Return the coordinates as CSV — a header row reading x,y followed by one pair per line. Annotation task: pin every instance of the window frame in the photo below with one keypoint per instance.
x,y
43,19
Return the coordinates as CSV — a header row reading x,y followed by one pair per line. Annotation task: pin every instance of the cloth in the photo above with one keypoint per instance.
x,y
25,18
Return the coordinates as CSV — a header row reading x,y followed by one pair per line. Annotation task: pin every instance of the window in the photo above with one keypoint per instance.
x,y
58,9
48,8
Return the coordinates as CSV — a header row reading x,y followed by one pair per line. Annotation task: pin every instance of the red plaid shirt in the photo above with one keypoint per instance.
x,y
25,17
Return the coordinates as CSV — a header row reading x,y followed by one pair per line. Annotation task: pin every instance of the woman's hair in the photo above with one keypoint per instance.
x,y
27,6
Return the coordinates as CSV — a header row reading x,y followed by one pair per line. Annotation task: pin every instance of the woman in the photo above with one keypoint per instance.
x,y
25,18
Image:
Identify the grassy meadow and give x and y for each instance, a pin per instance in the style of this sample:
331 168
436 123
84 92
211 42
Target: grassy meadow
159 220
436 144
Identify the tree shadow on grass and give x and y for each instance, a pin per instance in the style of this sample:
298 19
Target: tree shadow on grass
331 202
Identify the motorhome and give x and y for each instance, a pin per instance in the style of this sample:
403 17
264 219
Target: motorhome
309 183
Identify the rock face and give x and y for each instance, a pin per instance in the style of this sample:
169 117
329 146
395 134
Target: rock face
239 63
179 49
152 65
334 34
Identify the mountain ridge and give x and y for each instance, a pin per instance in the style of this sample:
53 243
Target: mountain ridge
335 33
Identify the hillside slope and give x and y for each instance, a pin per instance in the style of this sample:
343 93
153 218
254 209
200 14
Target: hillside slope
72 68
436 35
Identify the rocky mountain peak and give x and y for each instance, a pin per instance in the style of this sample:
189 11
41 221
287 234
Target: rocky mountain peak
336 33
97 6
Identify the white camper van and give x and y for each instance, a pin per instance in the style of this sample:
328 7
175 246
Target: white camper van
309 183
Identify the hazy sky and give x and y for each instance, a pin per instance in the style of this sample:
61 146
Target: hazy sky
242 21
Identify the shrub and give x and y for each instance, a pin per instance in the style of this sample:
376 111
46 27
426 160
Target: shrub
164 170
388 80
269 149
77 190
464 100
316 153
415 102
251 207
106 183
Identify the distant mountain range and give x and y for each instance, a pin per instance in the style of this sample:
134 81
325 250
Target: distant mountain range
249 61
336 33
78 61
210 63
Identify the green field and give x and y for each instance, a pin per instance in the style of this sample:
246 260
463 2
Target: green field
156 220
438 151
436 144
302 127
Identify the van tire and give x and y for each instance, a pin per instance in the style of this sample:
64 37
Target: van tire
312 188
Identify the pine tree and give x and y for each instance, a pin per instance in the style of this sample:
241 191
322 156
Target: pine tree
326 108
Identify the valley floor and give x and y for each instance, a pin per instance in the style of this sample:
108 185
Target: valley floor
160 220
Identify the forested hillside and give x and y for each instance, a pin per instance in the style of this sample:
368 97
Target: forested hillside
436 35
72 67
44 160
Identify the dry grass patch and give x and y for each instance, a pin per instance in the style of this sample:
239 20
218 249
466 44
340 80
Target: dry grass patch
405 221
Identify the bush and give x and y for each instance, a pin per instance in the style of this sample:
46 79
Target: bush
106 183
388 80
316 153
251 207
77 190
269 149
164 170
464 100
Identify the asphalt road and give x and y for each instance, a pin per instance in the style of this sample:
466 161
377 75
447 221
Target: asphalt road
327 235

● **WHAT NEEDS TO BE DONE**
Every entry must be set down exactly, with nothing left out.

● **TASK ANSWER**
Return the coordinates as CSV — a header row reading x,y followed by one pair per line. Annotation task: pin every instance of the window frame in the photo below with one keypoint per instance.
x,y
43,19
Return the coordinates as CSV — a header row reading x,y followed by one pair per line. Annotation task: pin every instance of the cloth in the photo above with one keypoint per instance.
x,y
25,18
Return the coordinates as CSV — a header row reading x,y followed by one pair per line. Annotation task: pin every instance of the window in the photo above with one keypoint per instance.
x,y
58,9
48,8
Return the coordinates as CSV — a header row reading x,y followed by one pair per line. Annotation task: pin every instance of the red plaid shirt in the photo above with one keypoint per instance.
x,y
25,17
Return the coordinates as CSV — a header row reading x,y followed by one pair per line. Annotation task: pin every instance of the woman's hair in the photo above with one keypoint per instance.
x,y
27,6
Return the coordinates as CSV — a header row reading x,y followed by one pair per line. Annotation task: pin every instance of the woman in the photo above with one keypoint per instance.
x,y
25,18
Image:
Identify the grassy meadow and give x and y for each instance, a pin per instance in the style of this sample:
331 168
436 123
84 92
211 42
Target: grassy meadow
159 220
436 144
Identify the tree shadow on grass and give x and y for each instance, a pin per instance in the style of this sample:
298 19
Target: tree shadow on grass
331 202
Identify the motorhome and give x and y for each instance, a pin per instance in the style of this sample:
403 17
264 219
Target: motorhome
309 183
Identify the rock face and give x and y for each instance, a pin per instance in the style of this sample:
169 117
329 146
395 134
Target: rock face
239 63
179 49
152 65
334 34
Identify the mountain ridge and give x and y for each instance, a pin per instance in the style of this sample:
53 243
Target: mountain ridge
335 33
Identify the hillside slope and give x and y for each instance, a pin per instance in the style of this sample:
343 93
153 218
254 209
200 14
Target: hillside slope
72 68
436 35
Identify the rocky mountain peak and give x and y for each instance, a pin per instance in the style of this sample:
189 11
41 221
287 234
Target: rocky mountain peak
336 33
97 6
Identify the white camper van and give x and y for each instance, a pin per instance in the style of this sample:
328 7
175 246
Target: white camper van
309 183
Identify the hazy sky and give x and y for each instance, a pin per instance in the style of this sample:
61 146
Target: hazy sky
242 21
Identify the shrub and give x and y for each instance, a pin per instance in the style of this sample:
376 111
46 27
426 160
Target: shrub
164 170
388 80
269 149
77 190
464 100
316 153
415 102
251 207
106 183
Identify the distant mountain range and give x and y for each instance, a pin per instance in the style of this sample:
134 81
325 250
Target: distant mountain range
249 61
336 33
78 61
210 63
Identify the green field and give x and y for each instance, a pin per instance in the style of this sample:
246 260
463 2
Target: green field
156 220
438 151
436 144
302 127
Identify the van tire and give x and y for each instance, a pin per instance in the style of this sample:
64 37
Target: van tire
312 188
Identify the pine tree and give x and y for each instance, a pin per instance in the style of this sample:
241 191
322 156
Target: pine tree
326 108
Identify the valley floor and give x and y for each instance, a pin per instance in the style of this sample:
108 185
Target: valley floor
160 220
Identify the forested hillside and give x and y for each instance, a pin per instance in the style of this sample:
368 97
Target: forested hillside
436 35
72 67
44 160
Identify the dry grass patch and give x and y for each instance, a pin per instance in the style of this sample:
239 20
218 249
466 44
340 80
Target: dry grass patch
405 221
Identify the bush and give x and y for each instance, a pin per instance in the style of this sample:
46 79
Target: bush
106 183
388 80
316 153
251 207
77 190
269 149
164 170
464 100
Identify the asphalt road and give x and y for each instance, a pin per instance in the style of this sample:
466 161
377 75
447 221
Target: asphalt road
327 235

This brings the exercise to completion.